● TEXTE PROPOSÉ
►
Intervention de le colonel Loïc

Réunion du mercredi 15 janvier 2020 à 9h30
Commission de la défense nationale et des forces armées

le colonel Loïc :

Nous allons terminer ce passage en revue de régions qui, bien que n'étant pas sous les feux de l'actualité, n'en demeurent pas moins majeures pour notre influence en Afrique et, plus largement, dans le monde.

Si je devais faire un lien entre les propos qui viennent d'être tenus et l'actualité récente, je citerai le Président de la République qui, lors de la conférence de presse au sommet de Pau, a évoqué de manière sibylline, mais chacun aura compris, ces nations qui avaient un « agenda de mercenaires ». Les propos que viennent d'être tenus sur la Centrafrique illustrent bien ce que l'on appelle, en doctrine militaire, la « guerre hybride » : nous ne sommes plus en guerre, nous ne sommes pas non plus en paix, mais dans un entre-deux. Désormais, la stratégie de nos compétiteurs ou de nos adversaires se déploie dans l'ensemble des champs, notamment informationnel. La Centrafrique est un excellent laboratoire de la manière dont les armées françaises répondent à ce type de nouvelles conflictualités.

Pour ma part, je vais m'intéresser à une zone peut-être plus éloignée de nos préoccupations immédiates, alors qu'elle est aujourd'hui en plein bouleversement – je veux parler de la Corne de l'Afrique, dans laquelle les grandes puissances, dont la Chine et les États-Unis, sont quasiment face à face. Ce contact physique immédiat constitue une forme de révolution ontologique : on se voit sans se parler, on se croise sans s'ignorer mais sans discuter non plus ; c'est une sorte de retour du « grand jeu ». À Djibouti, territoire minuscule, sont présents trois des membres permanents du Conseil de sécurité des Nations unies, peut-être bientôt quatre, puisque les Britanniques ont proposé de déployer des moyens à Djibouti.

Dans toute cette ébullition régnant dans la Corne de l'Afrique, quelle peut être la place de la France ? Avons-nous encore les moyens de notre politique ? Avons-nous encore quelque chose à dire à nos partenaires africains et, plus largement, avons-nous encore une voix à porter, notamment au travers de l'action des forces armées ? À ces questions, je répondrai par quatre points pour vous décrire les bouleversements dans la Corne de l'Afrique et comment les forces armées essayent d'y répondre.
◄
● CONSIGNE
Mets à jour le texte entre « Intervention de le » et « dans le monde. », bornes comprises, en le recopiant avec « essentielles » à la place de « majeures ».

● LISTE DES DONNÉES
►
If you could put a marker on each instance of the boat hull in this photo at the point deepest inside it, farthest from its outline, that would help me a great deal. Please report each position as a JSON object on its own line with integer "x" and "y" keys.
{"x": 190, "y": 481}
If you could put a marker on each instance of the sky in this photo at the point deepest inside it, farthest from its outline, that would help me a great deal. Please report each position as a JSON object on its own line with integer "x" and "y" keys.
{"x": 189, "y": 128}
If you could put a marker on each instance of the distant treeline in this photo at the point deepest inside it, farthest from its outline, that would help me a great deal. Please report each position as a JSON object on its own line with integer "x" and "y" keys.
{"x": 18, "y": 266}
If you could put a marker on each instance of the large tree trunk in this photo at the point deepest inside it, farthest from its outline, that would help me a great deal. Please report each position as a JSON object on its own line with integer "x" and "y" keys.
◄
● CORRIGÉ
Intervention de le colonel Loïc

Réunion du mercredi 15 janvier 2020 à 9h30
Commission de la défense nationale et des forces armées

le colonel Loïc :

Nous allons terminer ce passage en revue de régions qui, bien que n'étant pas sous les feux de l'actualité, n'en demeurent pas moins essentielles pour notre influence en Afrique et, plus largement, dans le monde.